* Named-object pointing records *
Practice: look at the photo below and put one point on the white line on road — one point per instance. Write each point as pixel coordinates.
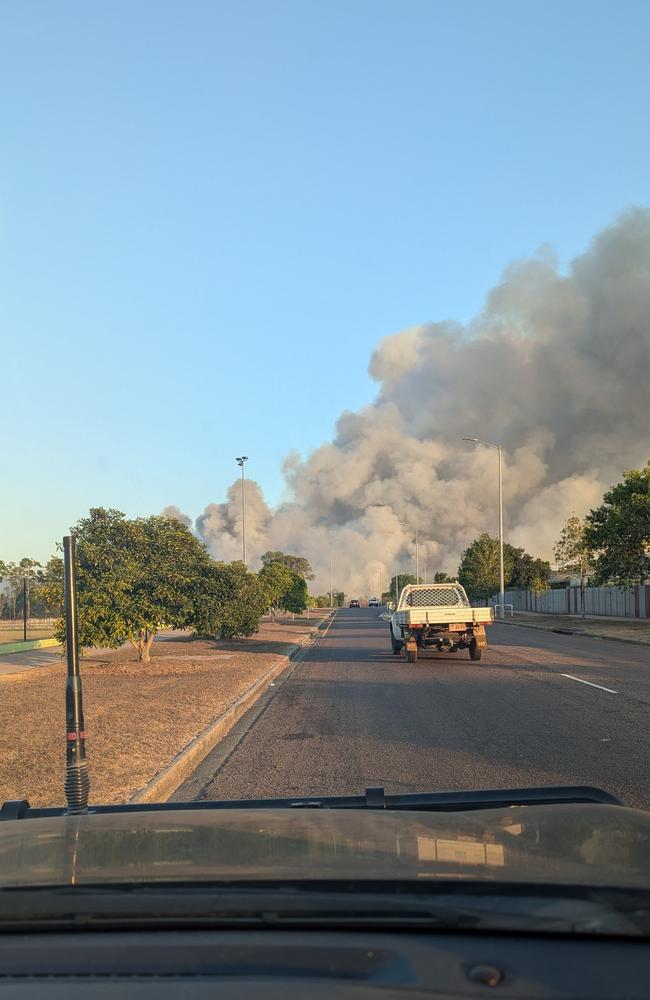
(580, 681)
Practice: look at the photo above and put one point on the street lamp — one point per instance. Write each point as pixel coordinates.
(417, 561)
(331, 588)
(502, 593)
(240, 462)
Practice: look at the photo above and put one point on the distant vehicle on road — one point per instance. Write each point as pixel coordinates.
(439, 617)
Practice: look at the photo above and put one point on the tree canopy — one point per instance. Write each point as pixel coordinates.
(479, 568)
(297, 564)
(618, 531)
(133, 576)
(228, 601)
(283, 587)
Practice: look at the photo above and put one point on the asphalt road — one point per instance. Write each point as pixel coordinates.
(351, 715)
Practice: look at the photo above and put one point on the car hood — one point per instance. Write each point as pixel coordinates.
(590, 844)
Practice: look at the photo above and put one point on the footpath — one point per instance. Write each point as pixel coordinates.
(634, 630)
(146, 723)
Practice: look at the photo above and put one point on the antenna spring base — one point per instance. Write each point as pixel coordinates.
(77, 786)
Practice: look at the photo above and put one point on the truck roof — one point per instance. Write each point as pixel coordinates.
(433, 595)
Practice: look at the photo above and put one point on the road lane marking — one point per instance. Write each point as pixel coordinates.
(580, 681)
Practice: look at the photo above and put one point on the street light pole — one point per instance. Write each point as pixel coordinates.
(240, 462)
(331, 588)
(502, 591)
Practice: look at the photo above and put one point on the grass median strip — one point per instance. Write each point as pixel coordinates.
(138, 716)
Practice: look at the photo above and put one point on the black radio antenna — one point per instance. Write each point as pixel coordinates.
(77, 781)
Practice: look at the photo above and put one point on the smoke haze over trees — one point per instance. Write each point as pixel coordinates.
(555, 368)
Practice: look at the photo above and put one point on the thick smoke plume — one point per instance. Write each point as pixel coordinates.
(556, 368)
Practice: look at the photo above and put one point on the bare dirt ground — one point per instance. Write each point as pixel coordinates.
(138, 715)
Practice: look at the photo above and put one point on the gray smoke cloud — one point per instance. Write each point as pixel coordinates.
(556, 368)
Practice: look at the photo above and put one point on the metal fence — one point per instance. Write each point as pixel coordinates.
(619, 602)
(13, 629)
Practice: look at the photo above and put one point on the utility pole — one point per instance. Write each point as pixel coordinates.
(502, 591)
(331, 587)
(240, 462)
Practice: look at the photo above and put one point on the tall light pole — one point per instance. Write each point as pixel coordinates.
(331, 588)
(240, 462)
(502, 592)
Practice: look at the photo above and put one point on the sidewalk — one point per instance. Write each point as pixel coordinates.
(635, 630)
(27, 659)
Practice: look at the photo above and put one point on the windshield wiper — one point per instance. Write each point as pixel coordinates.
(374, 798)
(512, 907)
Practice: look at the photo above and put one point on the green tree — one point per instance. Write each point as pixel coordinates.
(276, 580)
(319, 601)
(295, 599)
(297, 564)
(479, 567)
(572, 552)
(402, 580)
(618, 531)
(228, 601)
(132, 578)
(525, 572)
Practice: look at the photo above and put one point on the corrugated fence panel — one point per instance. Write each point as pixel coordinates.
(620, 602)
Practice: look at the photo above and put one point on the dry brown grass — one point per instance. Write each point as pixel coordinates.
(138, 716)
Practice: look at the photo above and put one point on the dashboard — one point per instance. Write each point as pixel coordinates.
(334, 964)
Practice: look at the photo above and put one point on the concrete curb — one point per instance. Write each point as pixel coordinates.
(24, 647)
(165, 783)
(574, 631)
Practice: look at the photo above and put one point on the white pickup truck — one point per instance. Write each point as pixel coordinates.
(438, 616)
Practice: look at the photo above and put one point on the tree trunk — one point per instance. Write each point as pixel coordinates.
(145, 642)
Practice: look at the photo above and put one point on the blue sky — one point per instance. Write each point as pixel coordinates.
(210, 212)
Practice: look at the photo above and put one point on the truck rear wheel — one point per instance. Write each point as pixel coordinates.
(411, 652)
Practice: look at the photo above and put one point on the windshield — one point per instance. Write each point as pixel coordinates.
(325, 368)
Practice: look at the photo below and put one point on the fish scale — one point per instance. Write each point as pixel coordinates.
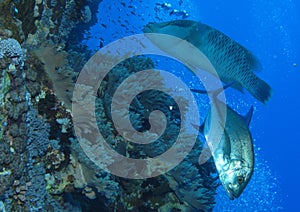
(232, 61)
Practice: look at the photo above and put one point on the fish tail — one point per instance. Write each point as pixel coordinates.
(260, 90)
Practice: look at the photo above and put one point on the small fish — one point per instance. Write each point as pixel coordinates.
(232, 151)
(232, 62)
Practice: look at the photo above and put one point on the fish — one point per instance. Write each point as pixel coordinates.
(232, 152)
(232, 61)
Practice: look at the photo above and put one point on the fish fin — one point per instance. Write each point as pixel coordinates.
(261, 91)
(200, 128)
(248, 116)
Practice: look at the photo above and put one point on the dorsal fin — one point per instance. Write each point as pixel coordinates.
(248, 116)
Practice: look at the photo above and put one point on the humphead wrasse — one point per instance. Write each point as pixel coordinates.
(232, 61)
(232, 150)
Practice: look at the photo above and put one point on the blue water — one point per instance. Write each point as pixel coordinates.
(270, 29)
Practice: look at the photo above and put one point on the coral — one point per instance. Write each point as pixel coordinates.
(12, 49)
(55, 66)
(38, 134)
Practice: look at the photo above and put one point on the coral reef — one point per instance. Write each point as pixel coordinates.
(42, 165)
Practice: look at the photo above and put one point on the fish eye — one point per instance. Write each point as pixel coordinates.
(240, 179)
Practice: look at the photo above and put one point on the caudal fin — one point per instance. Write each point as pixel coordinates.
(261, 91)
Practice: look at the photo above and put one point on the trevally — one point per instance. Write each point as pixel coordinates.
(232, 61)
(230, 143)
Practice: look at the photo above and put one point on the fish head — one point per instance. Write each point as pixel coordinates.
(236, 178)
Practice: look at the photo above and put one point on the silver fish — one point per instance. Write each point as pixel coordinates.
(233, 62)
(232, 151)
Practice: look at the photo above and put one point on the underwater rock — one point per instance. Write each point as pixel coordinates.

* TO BE DONE *
The line containing "the coral —" marks the start; retype it and each line after it through the end of the records above, exactly.

* SOLUTION FOR THIS EXERCISE *
Practice: look at the photo above and put one point on the coral — one point per instance. Write each point as pixel coordinates.
(12, 49)
(55, 66)
(38, 134)
Practice: look at the photo above and put one point on the coral reef — one point per instance. Write each point as pixel coordinates.
(42, 165)
Practice: look at the photo above and put one point on the fish eye — one point per instance. Write each point as pixel coordinates.
(240, 179)
Practice: look at the photo above and put one point on the caudal fin — one point per instance. Write each point as pixel coordinates.
(261, 91)
Practice: look at the photo above and put one point on the trevally — one point per instance. Write each point as pixel coordinates.
(232, 61)
(230, 143)
Practice: look at the photo above and put one point on the fish head — one point per instance. Write each point as pixel coordinates.
(236, 178)
Practice: look at the photo above and put one point on the silver fish — one point per instance. Write each point as pixel coordinates.
(233, 62)
(232, 151)
Practice: look at the photo above and put one point on the underwater rock — one point per instance. Write each point as pixel coordinates.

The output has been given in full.